══ Provided text
Record number of medical students diving into 5-month-long training stints statewide

University of Hawaiʻi at Mānoa
Contact:
Tina Shelton, (808) 554-2586
Director of Communications, Office of Dean of Medicine
Dr. Jill Omori, (808) 692-0932
Director, Office of Medical Education, Kakaako
Posted: Jul 5, 2017

JABSOM medical students signed up for longitudinal training.
JABSOM medical students signed up for longitudinal training.

People heading for medical appointment checkups in communities all over the state have a chance to get to know 39 University of Hawai'i students at the UH John A. Burns School of Medicine very well. And it works both ways. The future doctors will get to know the people in those communities better, too.

The 39 men and women represent a record-size group of future doctors who have signed up to spend a five-month stretch in a single place, learning from six faculty physicians called "preceptors." The course is the longitudinal clerkship program and it is an alternative track for third-year medical students at the medical school.

The students are paired with preceptors -- frequently MDs who volunteer their time -- at medical offices, clinics or hospitals on Oʻahu, Hawaiʻi Island, Maui and Kauaʻi.   

Twenty-four of the 39 students are stationed on Oʻahu this year in communities including Waimanalo, Kailua, ʻAiea, Mililani, Waipio, Wahiawā, Haleʻiwa, Kalihi and downtown Honolulu. Fifteen students are residing and training on the neighbor islands during their five-month assignments.

"The longer-term training in those communities allows the medical students to get intensive one-on-one mentoring from the physician they are paired with," said Dr. Jill Omori, JABSOM's director of medical education. "The students also get to witness the continuity of care (the care of a patient over a period of time, often including ongoing health management), which is an important concept in health care today."

Dr. Nash Witten (JABSOM MD 2017) enjoyed his longitudinal training so much that he wrote about it during his stint on Hawaiʻi Island. "This rural clinical experience would not be possible without the tremendous support of community physicians, community donors and logistical support from the JABSOM Office of Medical Education," Witten wrote. "We need a car to get to clinics, so JABSOM ships our cars over. We need a place to stay, and neither would be possible without support from local donors who help to offset these costs."
════
• Questions on the material:
**a.** According to the article on medical student training, how many of the 39 students are stationed on Oʻahu this year?
**b.** Say whether each statement agrees with the article on medical student training, and quote the deciding words: (i) The preceptors are often MDs who volunteer their time. (ii) All 39 students are training on Oʻahu. (iii) The longitudinal clerkship program is meant for second-year medical students.
**c.** Rewrite the article on medical student training between "The 39 men and" and "the medical school.", inclusive, changing "alternative track" to "optional track".
══ Data block
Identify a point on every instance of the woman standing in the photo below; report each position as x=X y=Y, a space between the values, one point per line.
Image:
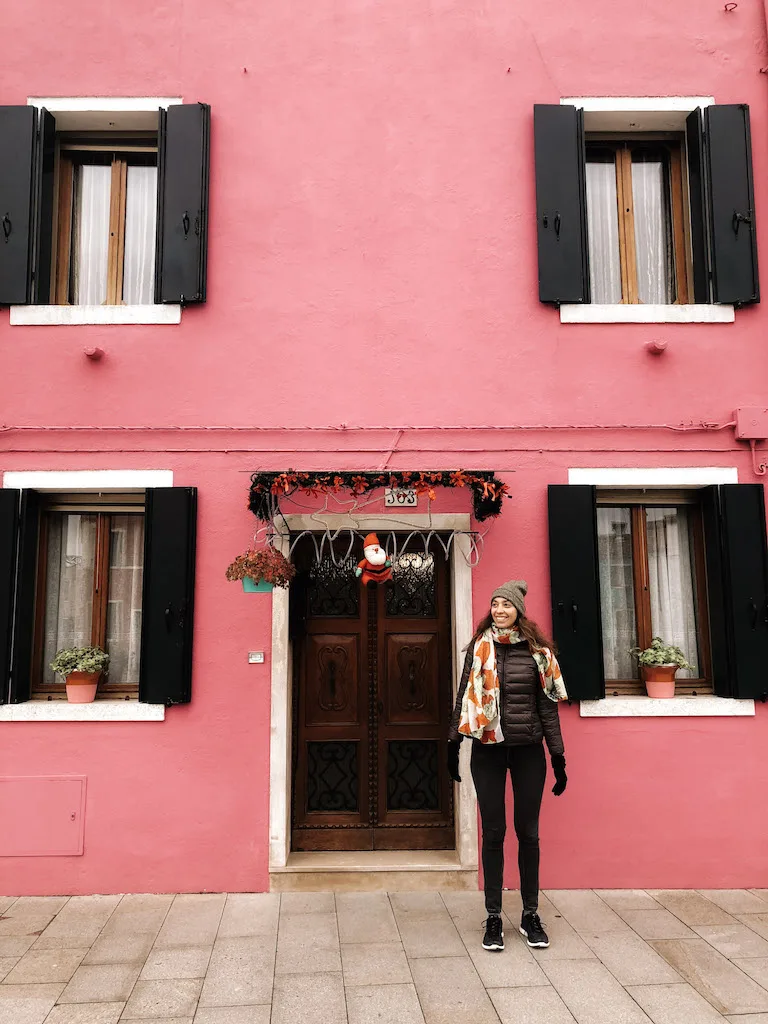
x=507 y=702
════
• Results for the exercise:
**a.** Twenty-four

**b.**
(i) Yes: "frequently MDs who volunteer their time"
(ii) No: "Fifteen students are residing and training on the neighbor islands"
(iii) No: "it is an alternative track for third-year medical students"

**c.**
The 39 men and women represent a record-size group of future doctors who have signed up to spend a five-month stretch in a single place, learning from six faculty physicians called "preceptors." The course is the longitudinal clerkship program and it is an optional track for third-year medical students at the medical school.